List every word or phrase that the post on polymorphic code places inside single quotation marks, including each repeat that is spelled differently.

→ **Given passage**
┄┄┄┄┄┄

You mention finding only C/C++
code examples of poly/metamorphic programming and inferred that only languages close to the hardware can be poly/metamorphic. This is true for the strictest definitions of poly/metamorphic code. Interpreted languages can have poly/metamorphic behavior but rely on a statically complied interpreter to execute, hence a large portion of the 'run-time signature' is not mutable. Only compiled low level languages offer the computational flexibility to have a highly mutable 'run time signature.'
Here is some 'polymorphic' PHP code I wrote. PHP being an interpreted language and not a compiled language makes true polymorphism impossible.
PHP Code:
<?php
// Programs functional Execution Section
system("echo Hello World!!\\n");
// mutable malicious payload goes here (if you were devious)

┄┄┄┄┄┄

[Excerpts from point annotation data]
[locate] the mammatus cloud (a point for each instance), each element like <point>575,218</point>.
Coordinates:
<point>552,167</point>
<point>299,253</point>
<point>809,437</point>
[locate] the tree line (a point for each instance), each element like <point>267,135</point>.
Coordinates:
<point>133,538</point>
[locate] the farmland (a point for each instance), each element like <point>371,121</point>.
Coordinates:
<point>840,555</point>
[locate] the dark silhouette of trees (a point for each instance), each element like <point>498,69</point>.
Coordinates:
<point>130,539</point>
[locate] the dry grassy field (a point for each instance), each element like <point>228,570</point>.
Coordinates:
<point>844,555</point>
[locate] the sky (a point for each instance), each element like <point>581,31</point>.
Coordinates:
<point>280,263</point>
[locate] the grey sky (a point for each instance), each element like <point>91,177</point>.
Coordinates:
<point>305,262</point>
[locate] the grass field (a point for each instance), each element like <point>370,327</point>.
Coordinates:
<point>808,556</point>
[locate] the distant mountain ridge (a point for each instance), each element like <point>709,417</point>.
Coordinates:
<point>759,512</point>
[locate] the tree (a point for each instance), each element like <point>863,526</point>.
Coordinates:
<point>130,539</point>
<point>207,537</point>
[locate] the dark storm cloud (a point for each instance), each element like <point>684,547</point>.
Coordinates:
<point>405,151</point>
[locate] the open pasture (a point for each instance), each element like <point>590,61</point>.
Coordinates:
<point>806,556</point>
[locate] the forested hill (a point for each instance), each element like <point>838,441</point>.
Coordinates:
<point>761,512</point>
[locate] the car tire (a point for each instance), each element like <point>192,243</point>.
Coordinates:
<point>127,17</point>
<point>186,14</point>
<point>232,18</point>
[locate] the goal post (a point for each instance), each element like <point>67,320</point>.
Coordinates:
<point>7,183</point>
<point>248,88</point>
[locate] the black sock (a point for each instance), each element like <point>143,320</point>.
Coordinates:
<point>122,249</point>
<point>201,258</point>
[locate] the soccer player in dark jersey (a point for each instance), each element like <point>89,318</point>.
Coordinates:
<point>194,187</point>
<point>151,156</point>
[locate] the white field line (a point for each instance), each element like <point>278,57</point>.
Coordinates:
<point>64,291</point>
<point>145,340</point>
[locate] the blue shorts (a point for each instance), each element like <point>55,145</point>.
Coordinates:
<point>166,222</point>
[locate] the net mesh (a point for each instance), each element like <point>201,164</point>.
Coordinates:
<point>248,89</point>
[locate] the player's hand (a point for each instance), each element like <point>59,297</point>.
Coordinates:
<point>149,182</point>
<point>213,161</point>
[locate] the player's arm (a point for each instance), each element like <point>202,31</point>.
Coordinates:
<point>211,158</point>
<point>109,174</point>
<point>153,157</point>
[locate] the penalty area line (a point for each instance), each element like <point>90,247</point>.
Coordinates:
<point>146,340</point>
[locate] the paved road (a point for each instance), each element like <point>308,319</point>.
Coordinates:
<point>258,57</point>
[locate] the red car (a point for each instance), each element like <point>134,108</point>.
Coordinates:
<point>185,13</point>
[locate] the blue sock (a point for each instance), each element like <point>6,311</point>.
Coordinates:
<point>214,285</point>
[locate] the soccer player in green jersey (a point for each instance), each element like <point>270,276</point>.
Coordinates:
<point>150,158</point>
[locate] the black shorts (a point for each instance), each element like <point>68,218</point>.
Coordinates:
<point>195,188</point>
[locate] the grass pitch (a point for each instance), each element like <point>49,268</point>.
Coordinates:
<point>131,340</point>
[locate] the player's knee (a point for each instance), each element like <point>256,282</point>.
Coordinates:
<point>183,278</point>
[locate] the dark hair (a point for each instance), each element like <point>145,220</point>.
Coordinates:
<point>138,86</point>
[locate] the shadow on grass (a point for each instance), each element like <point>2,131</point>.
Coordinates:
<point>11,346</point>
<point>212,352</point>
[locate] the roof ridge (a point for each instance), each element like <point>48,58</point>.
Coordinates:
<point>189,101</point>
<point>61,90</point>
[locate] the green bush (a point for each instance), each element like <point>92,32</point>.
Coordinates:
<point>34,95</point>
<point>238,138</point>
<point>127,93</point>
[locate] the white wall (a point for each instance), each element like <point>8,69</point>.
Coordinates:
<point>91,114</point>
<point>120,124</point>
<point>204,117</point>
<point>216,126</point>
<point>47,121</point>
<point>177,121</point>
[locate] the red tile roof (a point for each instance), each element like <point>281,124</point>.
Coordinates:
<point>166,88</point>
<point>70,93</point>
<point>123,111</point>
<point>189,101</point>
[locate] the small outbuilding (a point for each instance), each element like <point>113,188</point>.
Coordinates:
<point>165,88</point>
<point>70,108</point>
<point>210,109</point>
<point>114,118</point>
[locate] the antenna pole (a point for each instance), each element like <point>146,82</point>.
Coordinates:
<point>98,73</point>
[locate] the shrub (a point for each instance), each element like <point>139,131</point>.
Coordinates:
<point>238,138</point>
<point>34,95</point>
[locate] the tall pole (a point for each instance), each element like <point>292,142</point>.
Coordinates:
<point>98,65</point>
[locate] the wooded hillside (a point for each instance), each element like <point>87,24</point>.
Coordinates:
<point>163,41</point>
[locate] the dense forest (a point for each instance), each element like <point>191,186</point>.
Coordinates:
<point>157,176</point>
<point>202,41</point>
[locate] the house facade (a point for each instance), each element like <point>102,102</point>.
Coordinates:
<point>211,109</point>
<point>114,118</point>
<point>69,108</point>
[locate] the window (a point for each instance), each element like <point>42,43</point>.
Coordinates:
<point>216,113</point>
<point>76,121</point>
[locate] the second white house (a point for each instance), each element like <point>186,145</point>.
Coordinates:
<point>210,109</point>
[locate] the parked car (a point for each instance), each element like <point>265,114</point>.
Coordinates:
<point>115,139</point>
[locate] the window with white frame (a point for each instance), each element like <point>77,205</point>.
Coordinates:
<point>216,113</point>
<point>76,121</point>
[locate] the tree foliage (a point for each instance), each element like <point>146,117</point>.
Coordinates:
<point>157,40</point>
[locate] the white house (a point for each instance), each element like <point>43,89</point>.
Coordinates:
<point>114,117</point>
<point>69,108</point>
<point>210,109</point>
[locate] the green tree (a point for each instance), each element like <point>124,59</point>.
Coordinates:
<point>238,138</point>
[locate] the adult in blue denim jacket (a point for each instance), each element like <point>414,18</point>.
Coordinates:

┄┄┄┄┄┄

→ **Correct answer**
- run-time signature
- run time signature
- polymorphic